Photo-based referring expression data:

———

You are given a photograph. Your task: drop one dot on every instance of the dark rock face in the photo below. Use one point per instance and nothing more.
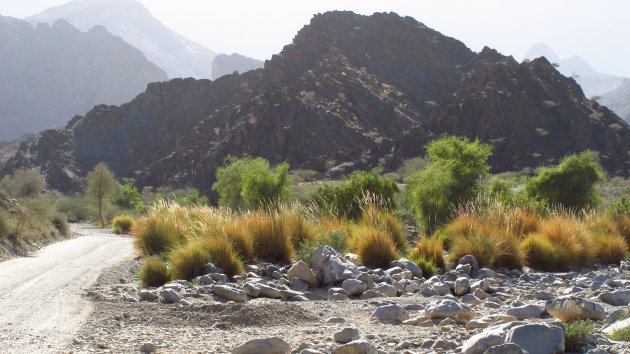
(350, 92)
(48, 74)
(224, 64)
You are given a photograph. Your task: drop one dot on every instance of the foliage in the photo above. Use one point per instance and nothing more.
(452, 176)
(576, 333)
(251, 183)
(571, 184)
(122, 224)
(192, 197)
(128, 198)
(344, 199)
(154, 272)
(100, 185)
(375, 247)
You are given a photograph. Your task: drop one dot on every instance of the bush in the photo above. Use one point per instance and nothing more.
(571, 184)
(272, 243)
(611, 248)
(222, 255)
(189, 260)
(344, 199)
(155, 235)
(122, 224)
(452, 176)
(576, 333)
(154, 272)
(431, 249)
(375, 248)
(249, 183)
(241, 240)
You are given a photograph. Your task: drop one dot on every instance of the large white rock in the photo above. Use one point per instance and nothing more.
(273, 345)
(571, 308)
(537, 338)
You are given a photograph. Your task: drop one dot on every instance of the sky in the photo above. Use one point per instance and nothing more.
(597, 30)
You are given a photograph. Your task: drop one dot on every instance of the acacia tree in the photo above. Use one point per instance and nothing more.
(100, 184)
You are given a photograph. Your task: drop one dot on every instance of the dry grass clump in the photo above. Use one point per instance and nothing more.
(154, 272)
(374, 247)
(272, 242)
(429, 249)
(122, 224)
(188, 260)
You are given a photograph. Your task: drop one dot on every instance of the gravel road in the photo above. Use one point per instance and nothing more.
(42, 297)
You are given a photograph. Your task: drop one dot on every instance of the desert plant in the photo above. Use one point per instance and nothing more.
(122, 224)
(188, 260)
(154, 272)
(575, 334)
(375, 247)
(429, 248)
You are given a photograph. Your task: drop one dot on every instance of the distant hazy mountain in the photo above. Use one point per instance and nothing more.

———

Work request → From the first line to the last, write out the data exactly, dropping any pictures.

Task result →
You are given a photograph. Your task: drop one dot on every instance of the dark rock face in the photo below. Use one point per instance and nothing more.
(350, 92)
(48, 74)
(224, 64)
You are given a photograph. Your task: drop one dot on every instance of the foliage in the photo above. Use one point per instance and nothing more.
(452, 176)
(576, 333)
(251, 183)
(571, 184)
(122, 224)
(192, 197)
(128, 198)
(344, 199)
(154, 272)
(100, 185)
(375, 247)
You are given a photograph. Your task: drop one dot on every instance of the bush in the photo above. Use one point per instance and nothing more.
(571, 184)
(272, 243)
(611, 248)
(222, 255)
(189, 260)
(344, 199)
(155, 235)
(122, 224)
(452, 176)
(576, 333)
(154, 272)
(431, 249)
(375, 248)
(249, 183)
(241, 240)
You are given a photograph. Your task: drop one dot on every instance of the large white rock in the photo above. Use one point per instance and nothing more.
(273, 345)
(571, 308)
(537, 338)
You are given a photograph. Your task: drop one dot on every instance of the sky in the photo above. Use one point per instance and nothing more.
(597, 30)
You are given a photograph. Your task: drop one dot on every instance of the acacia tree in the photo above. Use one point per instance and nothing more.
(100, 184)
You are given a photograph. Your task: drop one dot on every instance of the dry grass clump in the photo above. Use one point per instance and nothing more.
(154, 272)
(374, 247)
(272, 242)
(429, 249)
(122, 224)
(188, 260)
You are given a photograph. Your task: drop one dot on every instance of the gravel road in the photo above. Use one point per instance and nothing more.
(42, 297)
You are given a photograph. Your task: drop one dot on every instance of the desert plant in the photo above. Use one point per instance and nothing more.
(122, 224)
(188, 260)
(154, 272)
(575, 334)
(375, 247)
(429, 248)
You are given a photograph. Your task: drop one dot on every instance of the distant hazy mountain in the photo above. Use one point per instance and nothing more.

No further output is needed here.